***** Provided records *****

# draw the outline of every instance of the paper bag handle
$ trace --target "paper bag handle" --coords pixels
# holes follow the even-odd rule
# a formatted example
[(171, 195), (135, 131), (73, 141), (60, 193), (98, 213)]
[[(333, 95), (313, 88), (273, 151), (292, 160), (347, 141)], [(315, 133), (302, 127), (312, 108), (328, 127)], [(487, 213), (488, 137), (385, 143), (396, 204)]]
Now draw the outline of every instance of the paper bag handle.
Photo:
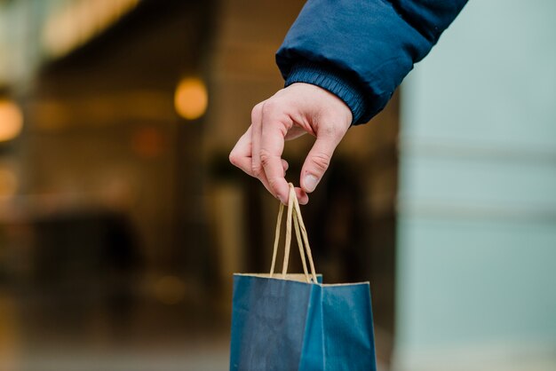
[[(301, 264), (303, 264), (303, 272), (307, 282), (311, 282), (311, 280), (314, 283), (317, 282), (316, 273), (314, 270), (314, 263), (313, 262), (313, 256), (311, 254), (311, 248), (309, 247), (309, 239), (307, 238), (307, 230), (303, 223), (303, 217), (301, 217), (301, 209), (299, 208), (299, 202), (293, 187), (293, 185), (290, 183), (290, 194), (288, 197), (288, 214), (286, 217), (286, 243), (284, 248), (284, 261), (282, 266), (282, 275), (286, 277), (288, 272), (288, 263), (290, 261), (290, 247), (291, 245), (291, 220), (293, 219), (293, 225), (296, 231), (296, 238), (298, 240), (298, 246), (299, 247), (299, 254), (301, 256)], [(278, 244), (280, 241), (280, 229), (282, 226), (282, 218), (283, 215), (284, 205), (280, 202), (280, 209), (278, 211), (278, 219), (276, 220), (276, 234), (274, 236), (274, 249), (272, 256), (272, 264), (270, 266), (270, 277), (274, 274), (274, 266), (276, 264), (276, 255), (278, 253)], [(309, 266), (311, 268), (311, 276), (307, 272), (307, 264), (306, 262), (305, 255), (307, 255), (309, 260)]]

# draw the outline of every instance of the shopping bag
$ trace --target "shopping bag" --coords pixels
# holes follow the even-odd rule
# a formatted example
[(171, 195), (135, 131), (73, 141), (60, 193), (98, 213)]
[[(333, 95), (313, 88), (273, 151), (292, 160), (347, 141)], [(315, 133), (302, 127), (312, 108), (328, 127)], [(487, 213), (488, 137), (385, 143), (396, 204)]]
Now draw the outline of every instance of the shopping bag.
[[(369, 284), (322, 283), (292, 185), (282, 272), (274, 274), (282, 211), (270, 273), (234, 274), (230, 370), (376, 370)], [(287, 273), (292, 220), (303, 274)]]

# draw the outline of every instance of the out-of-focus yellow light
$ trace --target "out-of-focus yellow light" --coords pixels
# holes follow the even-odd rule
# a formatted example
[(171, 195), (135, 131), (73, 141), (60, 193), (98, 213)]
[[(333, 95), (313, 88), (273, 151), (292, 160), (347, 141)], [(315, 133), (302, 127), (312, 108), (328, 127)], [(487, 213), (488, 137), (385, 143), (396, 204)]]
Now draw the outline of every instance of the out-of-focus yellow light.
[(18, 189), (18, 178), (10, 169), (0, 168), (0, 199), (12, 197)]
[(186, 120), (198, 119), (207, 110), (209, 94), (203, 80), (186, 78), (179, 82), (174, 96), (176, 112)]
[(0, 100), (0, 142), (20, 135), (23, 127), (21, 110), (11, 100)]

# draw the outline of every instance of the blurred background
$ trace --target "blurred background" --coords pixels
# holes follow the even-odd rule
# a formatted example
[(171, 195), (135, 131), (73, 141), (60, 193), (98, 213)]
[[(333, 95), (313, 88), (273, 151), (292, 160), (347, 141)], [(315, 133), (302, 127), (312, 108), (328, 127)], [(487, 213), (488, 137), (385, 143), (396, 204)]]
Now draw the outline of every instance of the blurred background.
[[(278, 209), (227, 155), (303, 4), (0, 1), (0, 369), (227, 369)], [(304, 207), (382, 370), (556, 369), (555, 16), (472, 0)]]

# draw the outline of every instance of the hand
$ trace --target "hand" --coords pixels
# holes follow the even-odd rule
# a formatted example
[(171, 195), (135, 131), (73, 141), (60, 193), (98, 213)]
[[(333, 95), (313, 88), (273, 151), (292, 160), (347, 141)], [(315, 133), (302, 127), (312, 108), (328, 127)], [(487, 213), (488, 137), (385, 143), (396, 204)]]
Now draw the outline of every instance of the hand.
[(230, 154), (230, 162), (251, 177), (282, 203), (288, 202), (288, 162), (282, 158), (284, 141), (308, 132), (316, 137), (301, 170), (296, 194), (309, 201), (329, 167), (336, 146), (352, 122), (349, 107), (336, 95), (316, 85), (293, 83), (258, 103), (251, 111), (251, 125)]

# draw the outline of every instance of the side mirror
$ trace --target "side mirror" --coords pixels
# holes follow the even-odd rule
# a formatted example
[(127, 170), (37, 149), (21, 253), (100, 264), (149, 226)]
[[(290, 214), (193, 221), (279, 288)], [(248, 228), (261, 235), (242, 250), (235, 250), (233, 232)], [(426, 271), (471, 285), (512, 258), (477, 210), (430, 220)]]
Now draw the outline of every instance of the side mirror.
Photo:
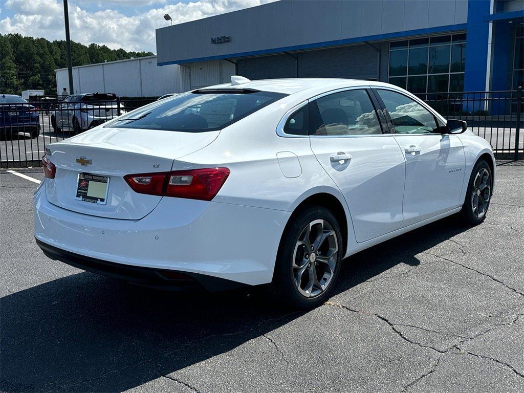
[(462, 134), (467, 129), (467, 123), (463, 120), (450, 119), (446, 122), (446, 132), (448, 134)]

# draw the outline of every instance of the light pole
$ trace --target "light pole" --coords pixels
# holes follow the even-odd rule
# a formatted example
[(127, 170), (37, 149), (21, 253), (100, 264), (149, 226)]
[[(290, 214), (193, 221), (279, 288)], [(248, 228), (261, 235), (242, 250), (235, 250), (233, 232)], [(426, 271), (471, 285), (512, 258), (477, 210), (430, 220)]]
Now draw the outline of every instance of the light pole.
[(69, 13), (67, 0), (64, 0), (64, 19), (66, 20), (66, 46), (67, 49), (67, 67), (69, 74), (69, 94), (74, 94), (73, 88), (73, 64), (71, 59), (71, 39), (69, 37)]

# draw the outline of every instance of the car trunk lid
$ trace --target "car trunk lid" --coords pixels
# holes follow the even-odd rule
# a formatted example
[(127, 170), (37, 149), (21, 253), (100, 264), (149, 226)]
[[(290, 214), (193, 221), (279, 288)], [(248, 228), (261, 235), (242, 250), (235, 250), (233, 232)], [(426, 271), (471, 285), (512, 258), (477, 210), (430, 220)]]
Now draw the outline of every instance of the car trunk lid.
[[(102, 128), (48, 145), (48, 157), (57, 170), (54, 179), (46, 181), (48, 200), (83, 214), (139, 220), (155, 209), (162, 196), (135, 192), (124, 176), (170, 171), (174, 159), (204, 147), (219, 133)], [(105, 203), (77, 198), (82, 174), (108, 178)]]

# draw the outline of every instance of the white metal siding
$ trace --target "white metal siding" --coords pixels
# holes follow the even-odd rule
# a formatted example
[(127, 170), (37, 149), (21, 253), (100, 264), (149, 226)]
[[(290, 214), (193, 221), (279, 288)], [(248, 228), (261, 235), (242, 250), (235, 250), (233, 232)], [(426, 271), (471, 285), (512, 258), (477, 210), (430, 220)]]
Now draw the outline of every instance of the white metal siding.
[(140, 70), (138, 61), (123, 61), (104, 64), (105, 89), (118, 95), (140, 97)]
[(64, 88), (70, 94), (100, 92), (126, 97), (152, 97), (190, 88), (187, 67), (158, 67), (156, 56), (73, 67), (74, 92), (69, 92), (67, 69), (55, 73), (59, 95)]
[(142, 75), (142, 96), (163, 95), (168, 93), (180, 93), (178, 89), (180, 66), (157, 66), (156, 58), (144, 59), (139, 61)]
[(226, 60), (198, 61), (188, 64), (190, 69), (190, 89), (198, 89), (231, 81), (235, 64)]
[[(80, 85), (75, 85), (76, 89), (81, 88), (81, 92), (76, 93), (87, 93), (105, 92), (104, 86), (104, 78), (102, 77), (102, 67), (93, 66), (90, 67), (82, 67), (77, 69), (80, 75)], [(75, 89), (75, 90), (76, 90)]]

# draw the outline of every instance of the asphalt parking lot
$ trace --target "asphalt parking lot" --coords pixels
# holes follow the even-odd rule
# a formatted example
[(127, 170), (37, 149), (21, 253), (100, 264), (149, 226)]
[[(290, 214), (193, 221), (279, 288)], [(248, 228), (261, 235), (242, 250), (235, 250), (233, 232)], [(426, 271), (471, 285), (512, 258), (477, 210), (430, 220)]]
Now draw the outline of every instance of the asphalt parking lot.
[(497, 181), (483, 224), (361, 252), (329, 301), (292, 312), (263, 291), (162, 292), (49, 259), (38, 184), (1, 171), (0, 390), (524, 391), (522, 162)]

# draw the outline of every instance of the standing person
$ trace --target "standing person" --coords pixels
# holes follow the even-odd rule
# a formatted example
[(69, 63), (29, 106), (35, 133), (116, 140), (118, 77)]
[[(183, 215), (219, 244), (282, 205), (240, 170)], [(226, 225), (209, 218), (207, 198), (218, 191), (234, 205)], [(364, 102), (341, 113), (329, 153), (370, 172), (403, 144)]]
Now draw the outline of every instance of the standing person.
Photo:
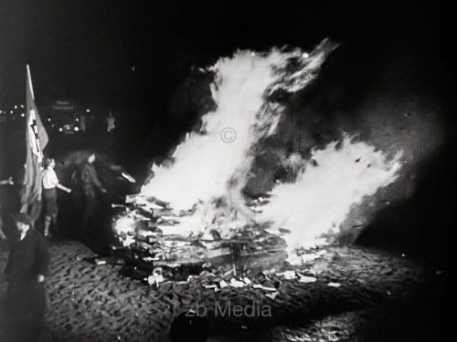
[(86, 114), (82, 113), (80, 117), (80, 129), (86, 132)]
[[(13, 179), (11, 177), (5, 181), (0, 181), (0, 185), (6, 185), (6, 184), (11, 184), (11, 185), (14, 184)], [(0, 209), (2, 209), (1, 205), (0, 205)], [(3, 232), (3, 221), (2, 221), (1, 212), (0, 212), (0, 240), (5, 240), (5, 239), (6, 239), (6, 235)]]
[(95, 153), (90, 153), (86, 161), (84, 161), (80, 168), (80, 181), (81, 191), (83, 195), (83, 209), (82, 209), (82, 224), (83, 231), (87, 230), (88, 223), (92, 217), (98, 206), (97, 195), (95, 189), (97, 188), (101, 192), (105, 193), (106, 190), (103, 188), (97, 176), (97, 171), (93, 166), (96, 160)]
[(10, 250), (5, 269), (9, 281), (6, 294), (9, 326), (16, 338), (17, 334), (28, 334), (28, 329), (37, 337), (45, 326), (45, 279), (49, 251), (43, 236), (31, 227), (32, 218), (28, 214), (19, 212), (13, 219), (19, 236)]
[(113, 130), (116, 128), (116, 118), (112, 115), (112, 113), (110, 111), (109, 115), (106, 117), (106, 131), (110, 133), (112, 130)]
[(61, 185), (58, 182), (58, 179), (56, 175), (56, 171), (54, 171), (54, 167), (56, 166), (56, 161), (53, 158), (45, 159), (45, 169), (42, 172), (43, 178), (43, 202), (45, 203), (46, 208), (46, 216), (45, 216), (45, 229), (44, 234), (45, 236), (49, 236), (49, 226), (52, 224), (54, 226), (54, 230), (57, 232), (58, 230), (58, 208), (57, 205), (57, 188), (63, 190), (67, 192), (71, 192), (71, 190)]

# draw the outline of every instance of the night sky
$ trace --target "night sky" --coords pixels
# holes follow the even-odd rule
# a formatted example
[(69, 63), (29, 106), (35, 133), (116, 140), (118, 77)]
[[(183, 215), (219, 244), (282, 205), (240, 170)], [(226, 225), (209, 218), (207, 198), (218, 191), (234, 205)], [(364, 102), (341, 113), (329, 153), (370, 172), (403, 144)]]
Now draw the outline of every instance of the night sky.
[[(195, 120), (179, 93), (193, 66), (211, 66), (238, 48), (311, 50), (325, 37), (342, 45), (311, 96), (336, 92), (333, 107), (347, 109), (370, 89), (392, 88), (445, 104), (454, 122), (452, 11), (440, 1), (0, 4), (0, 109), (25, 102), (29, 63), (38, 109), (69, 98), (102, 116), (112, 110), (118, 126), (129, 127), (125, 151), (142, 150), (146, 159), (157, 141), (165, 153)], [(151, 138), (157, 131), (165, 134)]]
[(38, 105), (69, 98), (145, 109), (169, 100), (192, 64), (238, 47), (311, 48), (325, 36), (355, 53), (381, 51), (378, 59), (404, 55), (427, 74), (426, 61), (441, 77), (452, 60), (450, 9), (399, 3), (2, 0), (0, 104), (23, 102), (27, 62)]

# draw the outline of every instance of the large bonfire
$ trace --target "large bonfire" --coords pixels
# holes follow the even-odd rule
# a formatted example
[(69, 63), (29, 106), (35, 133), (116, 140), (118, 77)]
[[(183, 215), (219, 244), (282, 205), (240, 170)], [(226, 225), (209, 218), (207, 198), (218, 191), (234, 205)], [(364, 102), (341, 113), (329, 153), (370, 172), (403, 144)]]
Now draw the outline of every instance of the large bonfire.
[(394, 181), (400, 155), (388, 159), (345, 136), (309, 160), (295, 156), (301, 167), (292, 181), (261, 198), (244, 195), (261, 142), (275, 134), (284, 111), (278, 95), (313, 82), (335, 47), (324, 40), (311, 52), (239, 51), (209, 67), (216, 109), (129, 199), (114, 223), (120, 243), (140, 246), (155, 264), (207, 261), (233, 254), (236, 242), (250, 252), (286, 247), (292, 255), (324, 243), (323, 234), (337, 229), (352, 206)]

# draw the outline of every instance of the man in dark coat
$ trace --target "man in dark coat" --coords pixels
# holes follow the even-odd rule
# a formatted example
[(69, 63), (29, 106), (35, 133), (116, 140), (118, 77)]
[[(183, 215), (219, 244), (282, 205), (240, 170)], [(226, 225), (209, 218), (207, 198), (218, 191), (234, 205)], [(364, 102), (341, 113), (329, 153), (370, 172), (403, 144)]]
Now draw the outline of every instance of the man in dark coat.
[(93, 166), (95, 161), (95, 153), (91, 153), (87, 161), (80, 167), (80, 181), (83, 194), (83, 210), (82, 210), (82, 230), (88, 229), (88, 223), (90, 217), (95, 212), (98, 207), (97, 195), (95, 189), (101, 192), (106, 192), (105, 188), (101, 185), (97, 176), (97, 171)]
[(45, 326), (45, 279), (49, 252), (41, 233), (31, 227), (33, 220), (28, 214), (20, 212), (13, 218), (19, 236), (11, 247), (5, 269), (9, 280), (6, 308), (13, 334), (30, 328), (37, 337)]

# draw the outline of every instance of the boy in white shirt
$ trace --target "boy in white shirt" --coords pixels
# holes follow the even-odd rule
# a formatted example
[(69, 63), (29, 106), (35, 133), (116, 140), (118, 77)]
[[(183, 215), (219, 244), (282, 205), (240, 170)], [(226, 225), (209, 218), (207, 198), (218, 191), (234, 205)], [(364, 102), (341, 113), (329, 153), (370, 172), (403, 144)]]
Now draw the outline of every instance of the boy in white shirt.
[(45, 202), (46, 208), (46, 216), (45, 216), (45, 236), (49, 236), (49, 226), (52, 223), (54, 225), (54, 229), (57, 230), (58, 223), (57, 223), (57, 215), (58, 212), (58, 208), (57, 205), (57, 188), (63, 190), (67, 192), (71, 192), (71, 190), (61, 185), (58, 182), (58, 179), (56, 175), (56, 171), (54, 171), (54, 167), (56, 166), (56, 161), (52, 158), (47, 158), (45, 160), (45, 169), (42, 172), (43, 178), (43, 200)]

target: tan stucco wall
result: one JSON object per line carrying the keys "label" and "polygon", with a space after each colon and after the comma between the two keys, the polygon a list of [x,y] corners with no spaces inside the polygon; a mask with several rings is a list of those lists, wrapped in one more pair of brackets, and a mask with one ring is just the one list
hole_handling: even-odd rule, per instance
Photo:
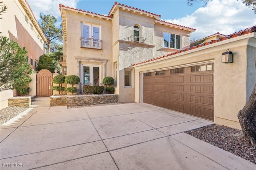
{"label": "tan stucco wall", "polygon": [[[140,27],[140,36],[146,38],[146,44],[129,43],[129,37],[133,35],[135,25]],[[119,30],[116,30],[118,28]],[[124,69],[131,69],[134,63],[177,51],[163,48],[164,31],[182,35],[182,46],[187,47],[189,45],[190,32],[156,24],[154,18],[122,8],[117,9],[114,13],[113,29],[113,62],[117,61],[119,69],[115,93],[120,94],[120,102],[134,101],[135,96],[134,73],[132,73],[132,87],[124,87]],[[117,33],[119,37],[116,36]],[[118,40],[128,42],[118,42]]]}
{"label": "tan stucco wall", "polygon": [[[215,122],[222,124],[223,120],[227,119],[230,121],[225,122],[226,126],[238,128],[237,114],[256,83],[252,62],[256,53],[256,37],[251,33],[135,66],[135,101],[140,101],[140,73],[212,61],[214,63]],[[248,45],[248,42],[251,46]],[[222,53],[228,49],[233,52],[234,62],[222,63]]]}

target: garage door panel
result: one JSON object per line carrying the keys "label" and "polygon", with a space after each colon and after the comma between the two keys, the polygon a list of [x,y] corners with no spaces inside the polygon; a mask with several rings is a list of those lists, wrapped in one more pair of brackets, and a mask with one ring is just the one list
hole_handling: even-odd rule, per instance
{"label": "garage door panel", "polygon": [[169,90],[174,91],[184,91],[184,86],[169,85]]}
{"label": "garage door panel", "polygon": [[156,105],[158,106],[161,106],[161,107],[165,107],[165,100],[158,99],[154,99],[154,105]]}
{"label": "garage door panel", "polygon": [[170,99],[184,101],[184,95],[169,93],[169,99]]}
{"label": "garage door panel", "polygon": [[164,99],[165,98],[165,93],[155,92],[154,93],[154,96],[155,97],[161,97]]}
{"label": "garage door panel", "polygon": [[164,91],[165,90],[165,85],[154,85],[154,89],[155,90],[162,90]]}
{"label": "garage door panel", "polygon": [[169,102],[169,107],[171,109],[182,112],[184,111],[184,104],[183,104]]}
{"label": "garage door panel", "polygon": [[212,82],[213,75],[198,75],[190,76],[190,83]]}
{"label": "garage door panel", "polygon": [[159,78],[155,78],[154,79],[154,83],[165,83],[165,77],[159,77]]}
{"label": "garage door panel", "polygon": [[[198,68],[203,71],[191,66],[165,70],[165,75],[155,73],[144,77],[143,102],[214,120],[214,75],[212,70],[202,66]],[[148,79],[152,80],[144,80]]]}
{"label": "garage door panel", "polygon": [[203,96],[190,95],[190,102],[213,106],[213,98]]}
{"label": "garage door panel", "polygon": [[169,77],[169,83],[184,83],[184,76]]}
{"label": "garage door panel", "polygon": [[191,93],[213,94],[213,87],[212,86],[191,85]]}

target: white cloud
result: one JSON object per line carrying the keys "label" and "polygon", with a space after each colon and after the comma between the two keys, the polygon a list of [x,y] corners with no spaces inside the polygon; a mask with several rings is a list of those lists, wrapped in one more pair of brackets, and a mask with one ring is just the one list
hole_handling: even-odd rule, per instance
{"label": "white cloud", "polygon": [[40,14],[42,15],[50,15],[58,19],[60,18],[60,11],[59,4],[61,4],[65,6],[76,8],[78,0],[27,0],[35,17],[40,20]]}
{"label": "white cloud", "polygon": [[196,28],[191,34],[191,40],[197,40],[217,32],[229,35],[254,26],[256,15],[240,1],[213,0],[191,15],[164,21]]}

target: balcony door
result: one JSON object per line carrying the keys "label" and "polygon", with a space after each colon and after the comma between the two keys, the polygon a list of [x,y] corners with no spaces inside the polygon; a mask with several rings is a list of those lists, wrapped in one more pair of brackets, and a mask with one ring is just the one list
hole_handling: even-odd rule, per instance
{"label": "balcony door", "polygon": [[100,28],[85,23],[82,23],[81,44],[82,47],[96,48],[100,47]]}
{"label": "balcony door", "polygon": [[100,65],[82,64],[82,81],[84,85],[101,85]]}

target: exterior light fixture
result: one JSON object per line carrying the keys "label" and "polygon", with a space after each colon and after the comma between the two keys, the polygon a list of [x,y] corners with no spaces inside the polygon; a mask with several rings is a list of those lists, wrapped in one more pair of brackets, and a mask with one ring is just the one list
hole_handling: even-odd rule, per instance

*****

Exercise aim —
Return verbatim the lines of the records above, from the line containing "# draw the outline of every instance of the shopping" through the line containing "16), (472, 0)]]", with both of those lines included.

Output —
# draw the outline of every instance of the shopping bag
$ trace --target "shopping bag" --coords pixels
# holes follow the even-odd rule
# a formatted example
[(171, 195), (135, 131), (73, 141), (60, 193), (98, 213)]
[[(333, 95), (313, 88), (273, 151), (292, 160), (347, 141)], [(315, 133), (302, 127), (312, 108), (328, 127)], [(487, 213), (488, 137), (385, 143), (396, 204)]]
Now draw the outline of every instance of the shopping bag.
[[(369, 284), (322, 283), (292, 185), (282, 272), (274, 274), (282, 211), (270, 273), (234, 274), (230, 370), (376, 370)], [(287, 273), (292, 220), (303, 274)]]

# draw the outline of every instance of the out-of-focus yellow light
$ trace --target "out-of-focus yellow light" --coords pixels
# holes follow the even-odd rule
# a formatted example
[(171, 195), (135, 131), (73, 141), (60, 193), (98, 213)]
[[(333, 95), (313, 88), (273, 151), (292, 160), (347, 141)], [(315, 133), (302, 127), (312, 108), (328, 127)], [(487, 213), (488, 137), (385, 143), (396, 204)]]
Now draw the outline of every instance of the out-of-focus yellow light.
[(18, 189), (18, 178), (10, 169), (0, 168), (0, 199), (12, 197)]
[(186, 120), (198, 119), (207, 110), (209, 94), (203, 80), (186, 78), (179, 82), (174, 96), (176, 112)]
[(0, 100), (0, 142), (20, 135), (23, 127), (21, 110), (11, 100)]

# draw the outline of every instance of the blurred background
$ trace --target "blurred background" --coords pixels
# holes follow the even-odd rule
# a formatted example
[(171, 195), (135, 131), (73, 141), (60, 193), (98, 213)]
[[(333, 95), (313, 88), (273, 151), (292, 160), (347, 141)], [(315, 133), (302, 127), (312, 108), (328, 127)], [(487, 213), (488, 137), (385, 143), (396, 204)]]
Now draw the outline of every instance of the blurred background.
[[(278, 209), (227, 155), (303, 4), (0, 1), (0, 369), (227, 369)], [(304, 207), (382, 370), (556, 369), (555, 16), (472, 0)]]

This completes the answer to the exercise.